* **やること**
1. 経済指標についての文章から、「実質GDP成長率/内閣府/四半期 GDP(Gross Domestic」と「経常収支(黒字)/財務省/毎月 『国際収支の基準の1つ』」の間を、その二つも含めてそのまま抜き出してください。
2. 経済指標についての文章の内容を、二文でまとめてください。
3. 経済指標についての文章を、最後の文のあとから続けて書いてください。

* **抜き出した文章**
======

それぞれの国の公的機関が定期的に集計・公表するデータを指します。物価・インフレ率・失業率・小売売上高・国内総生産などは景況を示す重要な経済指標となります。
そして、その発表内容が金融市場に大きな影響を与えるのです。各国の経済活動状況を表す統計データのことを、【経済指標】といいます。
経済指標を分析/読み取ることによって、世の中の景気を判断する際に大いに役立ちます。
経済指標発表直後の結果を受けて、日経平均株価・個別銘柄の株価~為替相場が大きく動くこともよくあります。
本稿で紹介する経済指標のうち、雇用統計や小売売上高とは一般的『米国内の統計』となります。一見、日本の景気に関係ない・・と考えてしまいそうです。
が、米国は経済規模が大きく~発表される数値そのものが『全世界の経済に大きな影響を与える』ことにつながります。日本も例外ではなく、『日本国内の《公的機関発表の数値など》だけで判断できない』…点をおさえておきましょう。
日本国内の経済動向を読み取る指標とは?
日本の経済指標には、
・【経済全体を総合的に示す指標】
・【企業の生産活動を示す指標】
・【家計の消費動向を示す指標】
などが数多くあります。『主となる経済指標』を共有していきましょう。
実質GDP成長率/内閣府/四半期 GDP(Gross Domestic Product=国内総生産)
ある一定期間内に国内で生産されたモノ・サービス等の付加価値の総額のことで、国の経済規模を表す経済指標です。
GDPには⇒「名目GDP」と「実質GDP」の2つがあり、名目GDPから物価変動の影響を除いたものが実質GDPとなります。
年末に、毎年多くの経済予測機関から翌年度の経済見通しが発表され、この際に利用されるのが実質GDPの成長率です。
景気動向指数/内閣府/毎月 景気動向指数⇒景気全体の動向を知るため、《産業》・《金融》・《労働》などの経済の側面を網羅した『30項目の景気指標を統合し、1つの指標にしたもの』です。景気動向指数には、景気を先取りして動く「先行指数」、景気と並行して動く「一致指数」、景気に遅れて動く「遅行指数」があります。
経常収支(黒字)/財務省/毎月 『国際収支の基準の1つ』

======

* **保存データ**
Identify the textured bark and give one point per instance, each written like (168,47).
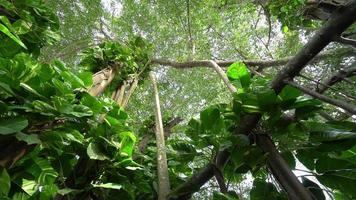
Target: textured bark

======

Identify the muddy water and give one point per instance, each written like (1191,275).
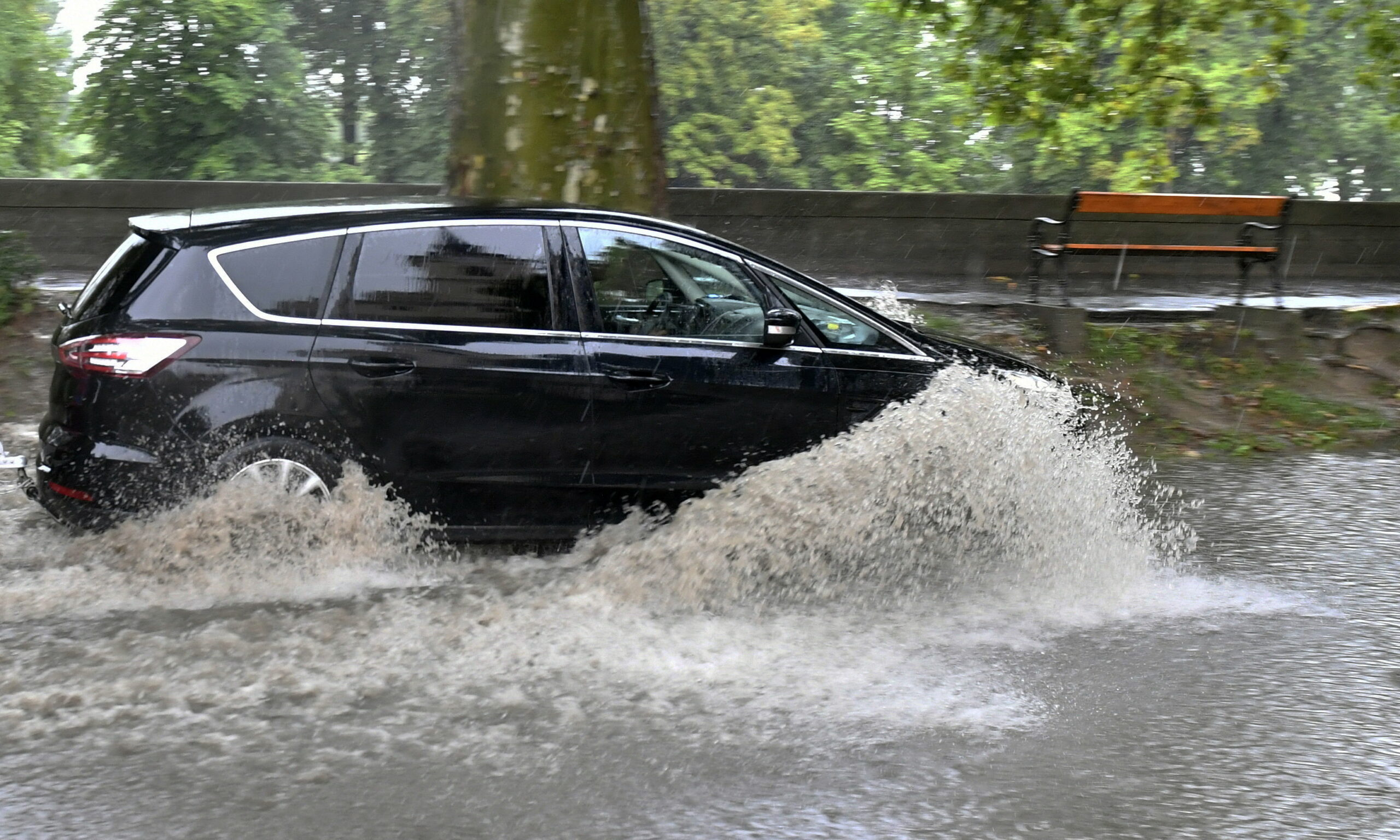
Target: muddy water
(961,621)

======

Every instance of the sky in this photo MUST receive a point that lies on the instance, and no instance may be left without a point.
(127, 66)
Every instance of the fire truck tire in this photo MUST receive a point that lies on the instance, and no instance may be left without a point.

======

* **答え**
1.
実質GDP成長率/内閣府/四半期 GDP(Gross Domestic Product=国内総生産)
ある一定期間内に国内で生産されたモノ・サービス等の付加価値の総額のことで、国の経済規模を表す経済指標です。
GDPには⇒「名目GDP」と「実質GDP」の2つがあり、名目GDPから物価変動の影響を除いたものが実質GDPとなります。
年末に、毎年多くの経済予測機関から翌年度の経済見通しが発表され、この際に利用されるのが実質GDPの成長率です。
景気動向指数/内閣府/毎月 景気動向指数⇒景気全体の動向を知るため、《産業》・《金融》・《労働》などの経済の側面を網羅した『30項目の景気指標を統合し、1つの指標にしたもの』です。景気動向指数には、景気を先取りして動く「先行指数」、景気と並行して動く「一致指数」、景気に遅れて動く「遅行指数」があります。
経常収支(黒字)/財務省/毎月 『国際収支の基準の1つ』

2. 経済指標とは、各国の公的機関が定期的に集計・公表する経済活動の統計データのことです。発表内容は金融市場や株価、為替相場を大きく動かすことがあり、米国の統計も世界経済に影響するため日本も例外ではありません。

3.
貿易・サービスや投資による日本と海外のお金の出入りを表しています。《貿易収支》・《サービス収支》・《第一次所得収支》・《第二次所得収支》から構成されています。居住者・非居住者間で行われる取引のうち、金融収支に計上される取引以外~債権・債務の移動を伴うすべての取引の収支状況を示します。
貿易収支(黒字)/財務省/毎月 輸出額から輸入額を差し引いた額のことです。輸出額が輸入額を上回る『輸出超過を貿易黒字』逆に『輸入超過を貿易赤字』といいます。貿易収支は『内外の景気動向、および外国為替相場の値動きで変動』します。
マネーストック(M2)/日本銀行/毎月 マネーストック
《一般法人》・《個人》・《地方公共団体》などの通貨保有主体(金融機関・中央政府を除いた経済主体)が保有する通貨(現金通貨/預金通貨など)の残高のことです。
集計する範囲により⇒4つの指標(M1・M2・M3・広義流動性)があり、M2とは通貨の範囲を“現金通貨”・“預金通貨”・“準通貨(定期預金等)”・“CD(譲渡性預金)”とし、『預金の預入先を国内銀行等に限定した指標』のことをさします。
鉱工業生産指数/経済産業省/毎月 鉱工業指数⇒『日本全体の鉱工業の動向を指数の形で示す統計』です。鉱工業のGDPに占める割合は“約2割”鉱工業の関連産業まで含めると“約4割”となり、日本の経済活動を広くカバーできるとされています。
鉱工業指数の種類には、《生産》・《出荷》・《在庫》・《在庫率》があり、そのうち『鉱工業生産指数は、日本の生産活動の状況をみて景気動向を探るヒント』につながります。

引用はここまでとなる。